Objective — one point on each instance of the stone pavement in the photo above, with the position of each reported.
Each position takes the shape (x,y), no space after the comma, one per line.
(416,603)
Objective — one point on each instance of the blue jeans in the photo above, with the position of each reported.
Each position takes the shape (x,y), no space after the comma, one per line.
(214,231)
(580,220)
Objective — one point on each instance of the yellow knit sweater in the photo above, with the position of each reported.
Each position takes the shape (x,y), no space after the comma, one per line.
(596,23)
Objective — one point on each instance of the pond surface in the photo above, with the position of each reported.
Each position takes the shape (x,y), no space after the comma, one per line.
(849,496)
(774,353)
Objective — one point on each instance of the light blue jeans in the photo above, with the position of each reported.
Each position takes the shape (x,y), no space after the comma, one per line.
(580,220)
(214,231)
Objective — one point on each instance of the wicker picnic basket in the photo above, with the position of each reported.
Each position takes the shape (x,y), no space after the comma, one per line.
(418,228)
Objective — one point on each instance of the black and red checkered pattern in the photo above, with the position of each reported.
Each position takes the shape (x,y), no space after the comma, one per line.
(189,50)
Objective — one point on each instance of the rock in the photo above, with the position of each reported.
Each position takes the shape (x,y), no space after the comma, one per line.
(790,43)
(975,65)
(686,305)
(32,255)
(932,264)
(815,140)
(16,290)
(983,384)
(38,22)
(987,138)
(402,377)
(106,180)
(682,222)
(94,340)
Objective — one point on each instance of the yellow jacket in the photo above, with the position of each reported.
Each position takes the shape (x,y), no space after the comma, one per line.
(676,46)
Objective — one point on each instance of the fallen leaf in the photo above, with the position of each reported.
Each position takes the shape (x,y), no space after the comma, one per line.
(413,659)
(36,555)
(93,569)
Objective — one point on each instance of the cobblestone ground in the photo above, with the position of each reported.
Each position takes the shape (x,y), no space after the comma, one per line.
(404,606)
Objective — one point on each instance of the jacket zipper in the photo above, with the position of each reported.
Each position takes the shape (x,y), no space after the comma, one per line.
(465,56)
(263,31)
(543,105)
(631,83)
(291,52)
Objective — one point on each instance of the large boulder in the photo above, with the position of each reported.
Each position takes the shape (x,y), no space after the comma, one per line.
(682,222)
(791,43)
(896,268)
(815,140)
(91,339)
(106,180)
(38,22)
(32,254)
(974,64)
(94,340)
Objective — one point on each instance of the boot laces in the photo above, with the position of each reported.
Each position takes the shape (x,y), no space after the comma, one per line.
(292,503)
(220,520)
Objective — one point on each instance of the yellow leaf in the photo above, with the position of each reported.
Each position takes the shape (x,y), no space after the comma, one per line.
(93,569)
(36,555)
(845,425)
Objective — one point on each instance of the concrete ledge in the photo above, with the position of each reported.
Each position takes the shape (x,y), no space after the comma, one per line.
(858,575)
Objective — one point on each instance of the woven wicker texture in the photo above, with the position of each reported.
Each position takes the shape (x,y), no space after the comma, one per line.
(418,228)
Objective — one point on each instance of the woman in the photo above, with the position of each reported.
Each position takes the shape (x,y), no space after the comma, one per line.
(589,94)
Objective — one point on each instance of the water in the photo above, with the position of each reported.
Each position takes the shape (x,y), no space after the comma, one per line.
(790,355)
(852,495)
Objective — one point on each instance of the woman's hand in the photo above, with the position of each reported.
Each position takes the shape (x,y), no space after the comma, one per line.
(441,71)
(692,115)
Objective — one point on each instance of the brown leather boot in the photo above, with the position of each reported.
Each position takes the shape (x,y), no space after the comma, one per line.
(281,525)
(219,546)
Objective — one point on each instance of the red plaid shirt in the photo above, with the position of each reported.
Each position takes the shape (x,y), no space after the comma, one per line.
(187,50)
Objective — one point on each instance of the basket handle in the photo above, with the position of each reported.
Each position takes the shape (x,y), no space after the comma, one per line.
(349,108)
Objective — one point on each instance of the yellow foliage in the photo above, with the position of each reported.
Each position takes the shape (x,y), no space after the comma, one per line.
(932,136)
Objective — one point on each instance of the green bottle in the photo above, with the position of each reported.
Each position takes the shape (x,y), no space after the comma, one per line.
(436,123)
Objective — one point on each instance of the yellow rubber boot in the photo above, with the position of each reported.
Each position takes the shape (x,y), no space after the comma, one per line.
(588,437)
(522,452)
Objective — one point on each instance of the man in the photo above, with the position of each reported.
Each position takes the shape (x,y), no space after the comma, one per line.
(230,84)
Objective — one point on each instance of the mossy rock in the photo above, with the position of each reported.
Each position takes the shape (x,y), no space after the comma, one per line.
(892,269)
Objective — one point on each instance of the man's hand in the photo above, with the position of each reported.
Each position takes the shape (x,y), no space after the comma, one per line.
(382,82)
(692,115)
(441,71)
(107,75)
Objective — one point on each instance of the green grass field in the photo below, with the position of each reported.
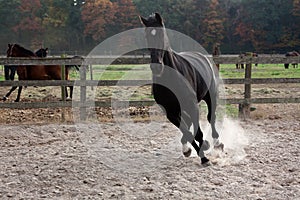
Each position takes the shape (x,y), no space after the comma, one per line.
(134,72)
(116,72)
---
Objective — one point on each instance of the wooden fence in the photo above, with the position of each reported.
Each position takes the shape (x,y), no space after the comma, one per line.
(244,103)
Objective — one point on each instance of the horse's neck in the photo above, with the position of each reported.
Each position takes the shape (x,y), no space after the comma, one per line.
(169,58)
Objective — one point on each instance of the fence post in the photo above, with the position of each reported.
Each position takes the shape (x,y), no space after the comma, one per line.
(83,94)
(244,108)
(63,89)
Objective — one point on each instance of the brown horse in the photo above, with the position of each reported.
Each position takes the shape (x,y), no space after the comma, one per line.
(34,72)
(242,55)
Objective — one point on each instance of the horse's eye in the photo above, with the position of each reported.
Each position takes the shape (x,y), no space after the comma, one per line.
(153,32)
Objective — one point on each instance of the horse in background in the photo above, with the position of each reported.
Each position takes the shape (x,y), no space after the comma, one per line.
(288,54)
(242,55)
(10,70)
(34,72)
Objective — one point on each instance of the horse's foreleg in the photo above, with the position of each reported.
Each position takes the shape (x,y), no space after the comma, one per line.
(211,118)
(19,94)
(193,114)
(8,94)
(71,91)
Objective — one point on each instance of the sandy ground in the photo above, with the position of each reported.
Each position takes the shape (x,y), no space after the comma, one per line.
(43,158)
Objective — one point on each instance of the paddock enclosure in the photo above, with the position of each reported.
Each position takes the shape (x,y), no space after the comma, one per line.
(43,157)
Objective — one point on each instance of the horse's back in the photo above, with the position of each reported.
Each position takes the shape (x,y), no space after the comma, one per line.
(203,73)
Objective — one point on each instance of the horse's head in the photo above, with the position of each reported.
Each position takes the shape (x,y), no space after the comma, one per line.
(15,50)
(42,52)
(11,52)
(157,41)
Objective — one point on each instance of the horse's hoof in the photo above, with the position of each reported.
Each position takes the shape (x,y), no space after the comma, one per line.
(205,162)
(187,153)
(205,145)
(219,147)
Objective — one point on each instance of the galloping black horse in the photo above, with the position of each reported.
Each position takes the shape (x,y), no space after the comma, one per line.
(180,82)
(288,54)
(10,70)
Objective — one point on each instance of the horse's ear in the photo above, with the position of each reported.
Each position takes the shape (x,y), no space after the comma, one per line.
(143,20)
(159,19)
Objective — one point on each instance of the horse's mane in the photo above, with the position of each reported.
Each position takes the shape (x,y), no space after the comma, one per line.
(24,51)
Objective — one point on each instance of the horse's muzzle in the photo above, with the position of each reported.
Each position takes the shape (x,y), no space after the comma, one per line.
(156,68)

-- Activity --
From the records above, copy only the lines starting with the line that holds "Objective — one point on each instance of the stone" and going on through the line that holds "Objective — one point on each instance of the pond", exactly as written.

-- Response box --
Objective — one point on each instance of the stone pavement in the photo above, with the position of each reported.
Each position takes the shape (x,y), no space after the comma, one per line.
(416,603)
Objective — one point on each instance of the blue jeans in the photo above, with the position of each reported.
Each position takes the shape (x,y), no space after the comma, one per line.
(214,231)
(580,220)
Objective — one point on each instance of the yellow knit sweater in the photo above, with the position of each reported.
Each position takes the shape (x,y), no space after the comma, one per line.
(596,23)
Objective — one point on each instance of the pond surface in the photo above, with the position of each reported.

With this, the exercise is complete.